Work instructions —
In the passage on big data, do these statements agree with it? Answer yes or no for each and quote the words of the passage that decide it. 1. Duncan R Shaw lectures in information systems at Nottingham University Business School. 2. Tweets are listed among the nano-customer events created by mobile and social channels. 3. Web site visits were part of the initial core data set.

The report contains input from CRM strategist and consultant, Andrew Campbell, and Dr Duncan R Shaw, an information systems lecturer based at Nottingham University Business School.
Below, our two independent experts provide answers to some big data questions.
What does ‘big data’ mean?
“I think of big data as the minute-to-minute personal diary of everyone and everything; the detailed description of everything that we do and everything that our machines do on a very granular level.
“So instead of starting with the data that we have and looking for things that we can do with it we should start with what business needs and then work backwards to find the data that will enable such services, insights and analyses. Don’t get wrapped up in the data, the new analytical toys or the technology – just think about what you need answered right now.
“‘Big data’ is also the label we’ll use until we have some idea of what novel opportunities and services will emerge from this complicated mix of sensing, processing, analytical and visualisation technologies. Although it is fragmenting and specialising already so there may not be a single label like ‘Web 2.0’.”
Dr Duncan R Shaw, Lecturer in Information Systems at Nottingham University Business School.
“Data becomes a valuable corporate asset when it is translated (by data analytics) into actionable insights that allow a brand to create value for a consumer by understanding their needs and delivering to these. Initially the core data set related to significant customer events: customer enquiries, purchases, survey responses and service interactions.
“The internet and digital communications introduced a whole new set of micro-customer events (web site visits, search patterns and content down loads). Mobile and social channels create even smaller scale, nano-customer events: like; share; comment; check-in; tweet; content creation/upload.”
“The increasing volume and granularity of these customer events mean that the data is ‘big’. It is also often user-generated, unstructured and text-based making it complex. These factors make life hard enough for marketers looking to meaningfully interpret the data. However, even bigger complications lie in the contextual (customer, internal and external circumstances), temporal and geographical dimensions that have to be understood and applied to data analysis in order for valuable and actionable insights to be drawn from it.”

Given information —

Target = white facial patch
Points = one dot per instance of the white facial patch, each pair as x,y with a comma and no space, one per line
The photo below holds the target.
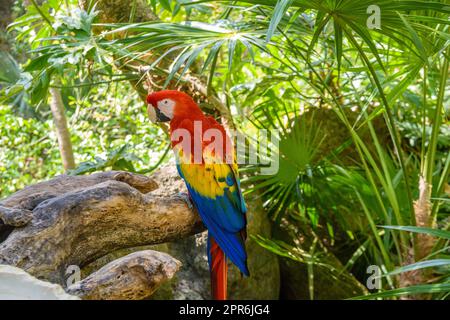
166,106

Answer to this problem —
1. Yes: "Dr Duncan R Shaw, Lecturer in Information Systems at Nottingham University Business School."
2. Yes: "Mobile and social channels create even smaller scale, nano-customer events: like; share; comment; check-in; tweet; content creation/upload."
3. No: "Initially the core data set related to significant customer events: customer enquiries, purchases, survey responses and service interactions." Web site visits came later: "The internet and digital communications introduced a whole new set of micro-customer events (web site visits, search patterns and content down loads)."